Transcribe the passage of the text on psychosomatic illness from "But we know" to "have done it?".

Text:
*** Begin section ***
Does the word psychosomatic still have a negative connotation?
It used to be that if someone accused you of having a psychosomatic illness, they meant it was “all in your head.” In other words, change your thinking and your illness will disappear.
But we know so much more now about the mind-body connection. The mind does affect the body and it can cause very real, very distressing physical ailments.
When Q13 first developed cyclic vomiting, everyone asked, “It must be stress, don’t you think?” That question stressed me out! I felt like they were blaming me, like I could somehow change my parenting and his cycles would stop. I already work so hard to keep stress out of my home. Don’t you think that if I could have done anything differently to keep my child well, I would have done it?
As it turns out, the poor kiddo has anxiety hand-in-hand with inattentive ADHD. He does not look like an anxious kid, but who knows what loopdeloops his brain spins. And his body pays the price, which increases his anxiety. More than one cycle at play, because of course our bodies affect our minds as well.
My sister is in the hospital. Again. She’s been in and out of the hospital for years with a chronic illness. Like most illnesses I’m sure it can be aggravated by stress, but the physical pain in her body sure causes stress.
She texted me an update and, understandably, vented her frustrations. She also yelled at God a little bit.
*** End section ***
Stored data entries:
*** Begin section ***
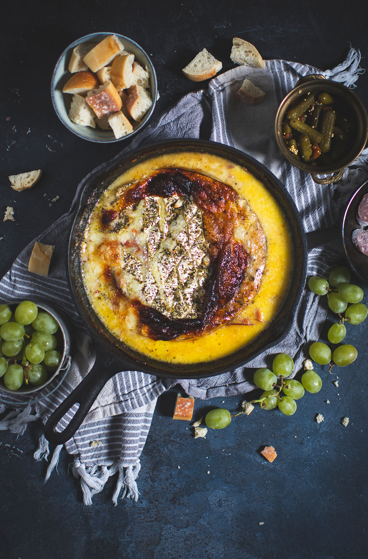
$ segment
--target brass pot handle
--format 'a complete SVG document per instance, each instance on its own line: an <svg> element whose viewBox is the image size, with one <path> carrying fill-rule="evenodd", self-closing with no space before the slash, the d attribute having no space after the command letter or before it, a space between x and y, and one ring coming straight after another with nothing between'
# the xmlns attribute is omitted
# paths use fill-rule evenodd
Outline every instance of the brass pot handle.
<svg viewBox="0 0 368 559"><path fill-rule="evenodd" d="M345 169L342 169L341 170L337 171L336 174L333 173L330 176L324 177L323 178L318 178L317 174L315 173L311 173L310 176L314 182L317 182L318 184L328 184L330 182L333 184L341 180L345 170Z"/></svg>

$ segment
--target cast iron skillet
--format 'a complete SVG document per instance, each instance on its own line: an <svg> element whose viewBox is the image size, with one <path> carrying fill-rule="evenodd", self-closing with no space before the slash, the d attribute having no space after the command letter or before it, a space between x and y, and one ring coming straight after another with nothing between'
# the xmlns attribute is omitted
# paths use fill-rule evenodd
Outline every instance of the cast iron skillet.
<svg viewBox="0 0 368 559"><path fill-rule="evenodd" d="M262 181L285 215L294 248L294 269L289 291L277 316L268 328L249 344L230 356L214 361L185 366L163 363L143 356L117 340L108 331L95 313L86 295L79 258L81 240L88 216L107 187L127 169L138 163L152 157L183 151L209 153L223 157L246 167ZM72 226L67 267L70 291L76 306L84 319L93 338L99 342L97 344L98 350L103 350L97 351L96 361L91 371L50 416L45 426L46 438L56 444L70 439L105 383L120 371L138 369L158 377L177 379L205 378L233 371L276 345L288 334L291 327L305 282L306 254L306 242L301 221L289 193L263 165L237 149L202 140L170 140L130 153L119 162L112 161L103 170L92 173L86 178L80 191ZM73 411L70 408L76 404L79 404L79 408L72 417ZM55 430L59 421L60 421L59 429L61 427L63 429L61 432Z"/></svg>

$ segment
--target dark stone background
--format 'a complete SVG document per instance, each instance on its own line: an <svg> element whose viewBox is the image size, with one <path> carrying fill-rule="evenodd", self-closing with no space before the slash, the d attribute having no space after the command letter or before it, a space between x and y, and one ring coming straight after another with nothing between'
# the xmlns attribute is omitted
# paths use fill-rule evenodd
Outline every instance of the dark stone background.
<svg viewBox="0 0 368 559"><path fill-rule="evenodd" d="M207 87L207 82L188 81L181 72L204 46L222 61L224 70L232 67L234 36L250 41L265 59L295 60L322 69L342 61L349 43L363 56L368 53L368 13L363 1L3 0L0 10L0 214L7 205L13 206L16 220L0 221L0 276L29 242L69 209L85 175L125 145L123 141L103 146L79 139L54 112L52 70L75 39L93 31L115 31L152 53L161 96L156 115L186 93ZM364 68L366 61L362 59ZM356 84L355 91L367 107L366 73ZM18 193L10 188L8 174L36 168L43 169L43 176L32 190ZM49 199L56 195L60 199L49 207ZM171 419L174 395L164 394L141 457L136 504L120 500L114 508L112 478L95 496L93 505L84 506L79 484L68 471L72 459L65 452L59 475L54 471L44 485L47 465L32 458L41 425L31 424L18 440L3 432L0 556L366 557L367 335L366 324L348 327L346 342L357 347L358 358L345 368L336 367L334 375L318 366L322 390L306 394L291 417L257 408L249 417L233 420L223 431L211 431L206 439L195 440L186 423ZM336 375L338 388L332 384ZM213 406L238 409L242 399L227 398L223 404L221 399L197 400L195 418ZM325 418L319 425L318 413ZM350 418L347 428L341 423L344 416ZM265 444L276 449L272 464L260 454ZM22 451L21 458L16 456L17 448Z"/></svg>

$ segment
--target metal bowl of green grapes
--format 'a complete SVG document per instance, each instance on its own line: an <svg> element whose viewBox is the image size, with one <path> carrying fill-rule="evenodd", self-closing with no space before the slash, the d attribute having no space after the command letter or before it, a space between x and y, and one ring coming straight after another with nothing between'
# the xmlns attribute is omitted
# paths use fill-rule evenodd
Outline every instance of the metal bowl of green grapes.
<svg viewBox="0 0 368 559"><path fill-rule="evenodd" d="M0 305L0 390L42 390L70 367L70 345L67 319L48 303Z"/></svg>

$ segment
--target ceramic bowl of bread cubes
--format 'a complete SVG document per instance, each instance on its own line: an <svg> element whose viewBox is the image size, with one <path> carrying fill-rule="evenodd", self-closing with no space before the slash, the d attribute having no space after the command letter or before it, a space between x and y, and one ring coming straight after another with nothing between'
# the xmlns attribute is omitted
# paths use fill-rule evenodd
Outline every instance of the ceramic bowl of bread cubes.
<svg viewBox="0 0 368 559"><path fill-rule="evenodd" d="M92 33L64 51L51 94L55 112L81 138L103 143L131 137L150 117L157 98L154 68L143 49L117 33Z"/></svg>

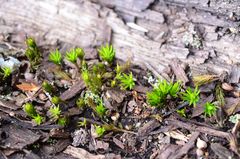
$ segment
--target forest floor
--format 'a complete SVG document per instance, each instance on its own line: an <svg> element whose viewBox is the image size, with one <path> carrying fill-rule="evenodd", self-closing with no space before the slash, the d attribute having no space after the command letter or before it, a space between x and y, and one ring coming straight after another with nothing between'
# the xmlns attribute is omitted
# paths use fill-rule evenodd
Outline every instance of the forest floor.
<svg viewBox="0 0 240 159"><path fill-rule="evenodd" d="M72 34L66 36L73 44L49 43L29 31L40 53L37 65L26 56L33 46L26 45L25 33L0 34L0 159L239 158L239 19L206 11L202 4L186 11L170 2L146 1L133 10L121 3L109 7L110 1L99 2L103 11L93 6L98 18L110 17L98 23L108 23L113 32L99 28L95 35L113 44L116 59L110 63L90 34L83 35L90 43L84 58L73 63L65 58L77 46ZM112 9L118 17L111 17ZM10 25L0 26L5 24ZM49 60L56 49L60 65ZM6 77L5 66L12 70ZM125 87L121 79L131 74L134 84ZM171 86L163 101L153 97L159 100L154 104L149 94L162 84L161 96L167 90L163 81L179 82L179 89L172 95ZM190 88L200 91L195 104L184 98ZM34 115L26 113L26 104ZM212 113L206 104L213 105ZM53 108L60 113L54 116Z"/></svg>

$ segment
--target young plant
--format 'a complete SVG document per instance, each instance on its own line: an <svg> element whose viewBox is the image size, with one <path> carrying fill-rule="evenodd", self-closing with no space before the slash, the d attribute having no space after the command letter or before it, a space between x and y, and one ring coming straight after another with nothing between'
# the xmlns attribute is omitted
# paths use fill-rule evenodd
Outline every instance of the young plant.
<svg viewBox="0 0 240 159"><path fill-rule="evenodd" d="M6 78L8 78L11 73L12 73L12 69L10 67L3 67L2 69L2 74L3 74L3 79L5 80Z"/></svg>
<svg viewBox="0 0 240 159"><path fill-rule="evenodd" d="M123 73L119 78L119 81L120 81L120 86L125 90L127 89L132 90L133 87L135 86L132 72L128 75Z"/></svg>
<svg viewBox="0 0 240 159"><path fill-rule="evenodd" d="M100 116L100 117L103 117L106 113L106 108L105 106L103 105L103 102L102 100L100 101L100 103L96 106L96 113Z"/></svg>
<svg viewBox="0 0 240 159"><path fill-rule="evenodd" d="M106 129L102 126L99 125L94 125L95 127L95 132L97 134L97 137L101 137L103 136L103 134L105 133Z"/></svg>
<svg viewBox="0 0 240 159"><path fill-rule="evenodd" d="M33 117L33 121L37 124L37 125L41 125L44 121L44 117L42 117L41 115L37 114L36 116Z"/></svg>
<svg viewBox="0 0 240 159"><path fill-rule="evenodd" d="M63 100L58 96L53 96L52 99L51 99L51 102L53 104L57 105L57 104L60 104L61 102L63 102Z"/></svg>
<svg viewBox="0 0 240 159"><path fill-rule="evenodd" d="M50 112L51 117L52 117L53 119L59 119L59 117L60 117L60 115L61 115L61 109L60 109L59 105L58 105L58 106L53 106L53 107L51 107L51 108L49 109L49 112Z"/></svg>
<svg viewBox="0 0 240 159"><path fill-rule="evenodd" d="M87 120L86 120L86 118L84 118L83 121L79 121L78 122L78 126L86 128L87 127Z"/></svg>
<svg viewBox="0 0 240 159"><path fill-rule="evenodd" d="M70 52L66 53L65 58L72 63L76 63L78 59L78 54L74 49L72 49Z"/></svg>
<svg viewBox="0 0 240 159"><path fill-rule="evenodd" d="M171 83L171 89L169 91L169 95L176 98L180 90L181 90L180 82L175 82L174 84Z"/></svg>
<svg viewBox="0 0 240 159"><path fill-rule="evenodd" d="M99 50L99 56L103 61L111 64L115 58L115 50L112 45L106 44L106 46L102 46Z"/></svg>
<svg viewBox="0 0 240 159"><path fill-rule="evenodd" d="M166 80L161 80L151 92L147 92L147 102L151 106L163 106L167 96L176 98L180 89L180 82L168 83Z"/></svg>
<svg viewBox="0 0 240 159"><path fill-rule="evenodd" d="M31 103L24 104L23 110L31 118L37 116L37 111Z"/></svg>
<svg viewBox="0 0 240 159"><path fill-rule="evenodd" d="M197 105L199 101L200 90L196 87L194 90L190 87L187 88L186 92L182 92L182 100L188 102L189 105L193 105L194 107Z"/></svg>
<svg viewBox="0 0 240 159"><path fill-rule="evenodd" d="M44 81L42 83L42 88L44 91L48 92L48 93L53 93L53 86L51 84L49 84L47 81Z"/></svg>
<svg viewBox="0 0 240 159"><path fill-rule="evenodd" d="M68 120L66 117L61 117L61 118L58 118L58 121L57 121L58 125L60 126L66 126L67 123L68 123Z"/></svg>
<svg viewBox="0 0 240 159"><path fill-rule="evenodd" d="M34 108L34 106L31 103L26 103L23 106L23 109L24 109L25 113L29 117L31 117L37 125L40 125L44 121L44 117L42 117L41 115L39 115L37 113L36 109Z"/></svg>
<svg viewBox="0 0 240 159"><path fill-rule="evenodd" d="M41 54L35 40L31 37L26 39L27 49L25 55L33 68L36 68L41 62Z"/></svg>
<svg viewBox="0 0 240 159"><path fill-rule="evenodd" d="M78 98L76 101L76 105L78 108L83 108L86 104L83 98Z"/></svg>
<svg viewBox="0 0 240 159"><path fill-rule="evenodd" d="M204 105L204 114L205 114L205 116L211 117L214 114L216 114L216 111L217 111L217 108L216 108L216 106L213 103L207 102Z"/></svg>
<svg viewBox="0 0 240 159"><path fill-rule="evenodd" d="M179 110L177 110L177 113L180 115L180 116L182 116L182 117L187 117L187 115L186 115L186 107L185 108L182 108L182 109L179 109Z"/></svg>
<svg viewBox="0 0 240 159"><path fill-rule="evenodd" d="M56 49L54 52L51 52L48 57L49 61L53 62L56 65L61 65L62 62L62 55L61 53Z"/></svg>
<svg viewBox="0 0 240 159"><path fill-rule="evenodd" d="M80 60L82 61L83 58L84 58L84 55L85 55L83 49L77 47L77 48L75 48L75 52L76 52L76 54L77 54L77 57L80 58Z"/></svg>
<svg viewBox="0 0 240 159"><path fill-rule="evenodd" d="M162 93L159 89L153 89L151 92L147 92L147 102L151 106L162 106L164 104Z"/></svg>

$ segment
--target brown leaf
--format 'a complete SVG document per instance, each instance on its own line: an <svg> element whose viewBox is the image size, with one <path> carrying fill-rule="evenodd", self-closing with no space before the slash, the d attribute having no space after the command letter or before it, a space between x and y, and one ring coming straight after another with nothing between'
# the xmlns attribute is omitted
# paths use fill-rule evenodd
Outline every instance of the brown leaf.
<svg viewBox="0 0 240 159"><path fill-rule="evenodd" d="M33 84L33 83L21 83L21 84L17 84L16 87L22 91L38 91L39 90L39 86Z"/></svg>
*** End section ***
Reply:
But we know so much more now about the mind-body connection. The mind does affect the body and it can cause very real, very distressing physical ailments.
When Q13 first developed cyclic vomiting, everyone asked, “It must be stress, don’t you think?” That question stressed me out! I felt like they were blaming me, like I could somehow change my parenting and his cycles would stop. I already work so hard to keep stress out of my home. Don’t you think that if I could have done anything differently to keep my child well, I would have done it?